* Start *

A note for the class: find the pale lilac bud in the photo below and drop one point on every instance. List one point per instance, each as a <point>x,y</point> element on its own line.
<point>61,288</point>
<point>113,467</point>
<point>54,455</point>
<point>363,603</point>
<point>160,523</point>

* End *

Written instruction
Copy out every entry above word for word, without changing anything.

Result
A note for the class: find the pale lilac bud in the photo below and drop one point on every instance. List one point per instance, each as a <point>x,y</point> element on its own line.
<point>61,288</point>
<point>113,467</point>
<point>54,455</point>
<point>363,603</point>
<point>160,523</point>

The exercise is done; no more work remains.